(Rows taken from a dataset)

****************

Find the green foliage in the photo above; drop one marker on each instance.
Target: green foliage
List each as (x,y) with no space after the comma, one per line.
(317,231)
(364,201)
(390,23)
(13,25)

****************

_STATED PROBLEM_
Repeat the records above word for word, keeping every line unchanged.

_COMPLETED TASK_
Find the green foliage in the photo above; drop one marker on each instance.
Target: green foliage
List each as (x,y) with no space after the comma, one per line.
(317,231)
(364,201)
(390,23)
(13,25)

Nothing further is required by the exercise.